━━━━━ SOURCE INFORMATION ━━━━━
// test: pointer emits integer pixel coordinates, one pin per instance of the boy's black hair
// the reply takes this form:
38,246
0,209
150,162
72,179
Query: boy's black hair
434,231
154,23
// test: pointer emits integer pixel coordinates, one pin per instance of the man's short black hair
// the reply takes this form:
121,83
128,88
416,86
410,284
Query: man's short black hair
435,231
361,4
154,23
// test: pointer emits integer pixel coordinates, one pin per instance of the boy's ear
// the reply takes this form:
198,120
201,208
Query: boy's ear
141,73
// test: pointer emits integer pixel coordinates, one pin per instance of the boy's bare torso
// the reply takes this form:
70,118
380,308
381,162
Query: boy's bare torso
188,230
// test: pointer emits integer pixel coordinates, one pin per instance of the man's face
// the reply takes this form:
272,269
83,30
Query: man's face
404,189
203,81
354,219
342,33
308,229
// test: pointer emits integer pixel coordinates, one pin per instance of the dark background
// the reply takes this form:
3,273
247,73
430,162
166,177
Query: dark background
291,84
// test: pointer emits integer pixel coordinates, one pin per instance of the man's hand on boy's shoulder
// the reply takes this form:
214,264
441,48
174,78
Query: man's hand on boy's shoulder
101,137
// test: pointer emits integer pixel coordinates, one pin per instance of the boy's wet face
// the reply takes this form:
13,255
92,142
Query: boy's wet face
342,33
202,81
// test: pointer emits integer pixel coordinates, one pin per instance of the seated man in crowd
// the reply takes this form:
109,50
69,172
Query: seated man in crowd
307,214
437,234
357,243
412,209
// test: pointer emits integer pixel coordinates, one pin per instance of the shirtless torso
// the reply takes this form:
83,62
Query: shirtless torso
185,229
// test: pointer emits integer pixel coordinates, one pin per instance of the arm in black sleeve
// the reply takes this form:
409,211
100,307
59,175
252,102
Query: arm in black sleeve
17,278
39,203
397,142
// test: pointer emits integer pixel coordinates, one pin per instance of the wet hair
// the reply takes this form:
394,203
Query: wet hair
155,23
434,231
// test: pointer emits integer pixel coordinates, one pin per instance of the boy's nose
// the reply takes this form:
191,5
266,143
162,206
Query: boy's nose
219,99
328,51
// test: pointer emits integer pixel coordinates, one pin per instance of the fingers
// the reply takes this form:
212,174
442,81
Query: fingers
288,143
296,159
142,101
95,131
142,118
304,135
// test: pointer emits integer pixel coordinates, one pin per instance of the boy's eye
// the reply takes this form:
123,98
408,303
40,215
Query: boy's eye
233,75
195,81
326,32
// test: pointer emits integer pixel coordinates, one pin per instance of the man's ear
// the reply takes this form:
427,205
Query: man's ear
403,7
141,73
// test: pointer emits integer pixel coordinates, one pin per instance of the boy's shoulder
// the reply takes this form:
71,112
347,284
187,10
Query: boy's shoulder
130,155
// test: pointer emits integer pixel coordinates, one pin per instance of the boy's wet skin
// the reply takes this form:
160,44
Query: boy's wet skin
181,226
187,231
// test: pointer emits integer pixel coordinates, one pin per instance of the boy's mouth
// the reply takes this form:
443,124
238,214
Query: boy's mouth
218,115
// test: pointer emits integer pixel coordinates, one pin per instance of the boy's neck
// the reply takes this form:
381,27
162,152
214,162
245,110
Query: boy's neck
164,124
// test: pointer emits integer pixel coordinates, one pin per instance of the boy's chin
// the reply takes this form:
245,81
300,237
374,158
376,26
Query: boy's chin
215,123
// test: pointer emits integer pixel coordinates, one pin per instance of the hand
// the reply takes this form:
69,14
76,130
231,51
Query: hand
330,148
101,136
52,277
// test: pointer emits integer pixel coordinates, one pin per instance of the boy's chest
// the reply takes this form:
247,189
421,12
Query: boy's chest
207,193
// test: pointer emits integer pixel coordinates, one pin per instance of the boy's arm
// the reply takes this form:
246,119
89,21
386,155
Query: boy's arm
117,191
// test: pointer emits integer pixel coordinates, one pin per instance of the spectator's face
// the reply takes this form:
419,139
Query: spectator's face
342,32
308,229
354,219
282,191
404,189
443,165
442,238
━━━━━
• [TASK] Copy, please, exactly the lines that start at the first line of the data and end at the line containing "the man's hand on boy's shoulder", both kept and no others.

• [RESULT BELOW]
// test: pointer emits integer pixel coordinates, one pin per instance of the boy's black hair
// the reply takes this form:
38,246
0,209
150,162
72,179
Query: boy's black hair
434,231
154,23
// test: pointer emits integer pixel coordinates, one pin per instance of the man's short black hair
// the reply takes this form:
121,83
128,88
416,86
410,284
Query: man's short black hair
435,231
361,4
154,23
// test: pointer emits integer pixel coordinates, one pin per instance of the boy's ear
// the reply takes this form:
198,120
201,208
Query: boy's ear
141,73
// test: pointer emits integer pixel coordinates, one pin per instance of the boy's bare torso
// the reply takes this form:
70,118
380,308
381,162
Query: boy's bare torso
188,230
// test: pointer emits integer pixel coordinates, one pin per instance of the man's face
// the reply takes this form:
272,269
83,30
Query: man's face
404,189
203,81
354,219
342,33
308,229
// test: pointer emits integer pixel coordinates, one pin per instance of the dark background
// the reply takes this form:
3,273
247,73
430,162
166,177
Query: dark background
291,84
// test: pointer emits integer pixel coordinates, one pin per instance of the man's hand on boy's shoulder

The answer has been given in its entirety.